** Task list **
1. In the passage about the album Slowhand, swap "deluxe edition" for "special edition" and write out the text from "Slowhand is the" up to and including "album's 35th anniversary.".
2. In the passage about the album Slowhand, what did Glyn Johns dislike in the studio?
3. Carry on writing the passage about the album Slowhand from the point where it stops.

** BEGIN Document passage **

Slowhand is the fifth full-length studio album by Eric Clapton. Released on 25 November 1977 by RSO Records, and titled after Clapton's nickname, it is one of his most commercially and critically successful studio albums. Slowhand produced the two hit singles "Lay Down Sally" and "Wonderful Tonight", reached various international music charts and was honoured with numerous awards and recording certifications. In 2012, a deluxe edition was released to celebrate the album's 35th anniversary.

Recording
Clapton wanted to work with record producer Glyn Johns, because he thought Johns produced great work with famous groups like the Rolling Stones and Eagles and understood how to work with both British and American musicians. While in the studio with Johns, Clapton noted that the A-list producer was very disciplined and disliked jamming, because it would kill important recording time. Although Clapton and his band were intoxicated nearly all the time when recording, Johns liked Clapton's work and brought out the best in every musician, according to Clapton.

** END Document passage **
** BEGIN Supplied material **

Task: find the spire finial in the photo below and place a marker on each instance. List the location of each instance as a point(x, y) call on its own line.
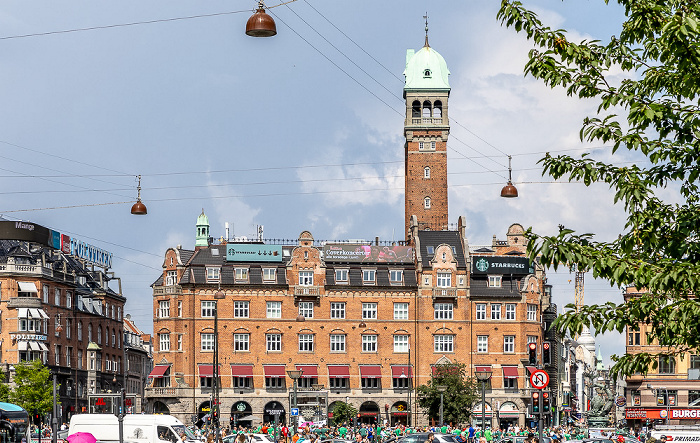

** END Supplied material **

** Answers for the tasks **
1.
Slowhand is the fifth full-length studio album by Eric Clapton. Released on 25 November 1977 by RSO Records, and titled after Clapton's nickname, it is one of his most commercially and critically successful studio albums. Slowhand produced the two hit singles "Lay Down Sally" and "Wonderful Tonight", reached various international music charts and was honoured with numerous awards and recording certifications. In 2012, a special edition was released to celebrate the album's 35th anniversary.

2. Jamming, because it would kill important recording time.

3.
Title and artwork
The album was titled after Clapton's nickname, which was given to him by Giorgio Gomelsky. In his 2007 autobiography, Clapton recalled that the name "Slowhand" seemed to be hanging on to his real name, because it seemed to be well received by both his American friends and fans who think of the Wild West when hearing the nickname. The album's artwork was done by Clapton himself with the help of Pattie Boyd and Dave Stewart, credited as "El & Nell Ink". Besides choosing various photos for the inner side of the gramophone record packaging are two pictures, Clapton notes, which have deeper importance to him: one picture, in which he kisses Boyd and another photograph showing a demolished Ferrari 365 GT4 BB, which Clapton bought after seeing George Harrison turning up with the same model at his Hurtwood Edge Estate. The car, which had been involved with Clapton in a car accident after the British recording artist finished touring in Australia, nearly killed him.

Release and reception

Slowhand was released on 25 November 1977 by RSO Records. In a contemporary review for Rolling Stone, John Swenson found Clapton's playing more subtle than before but his songs sobering and interesting psychologically, especially "Next Time You See Her", as they showed him "in touch with the horrible moral power and long-suffering self-righteousness that is the essence of the blues". Robert Christgau was less enthusiastic, lamenting how most of the record's best guitar solos were played by George Terry and feeling Clapton had regressed as a singer, "sounding like he's blown his voice. Doing what, I wonder."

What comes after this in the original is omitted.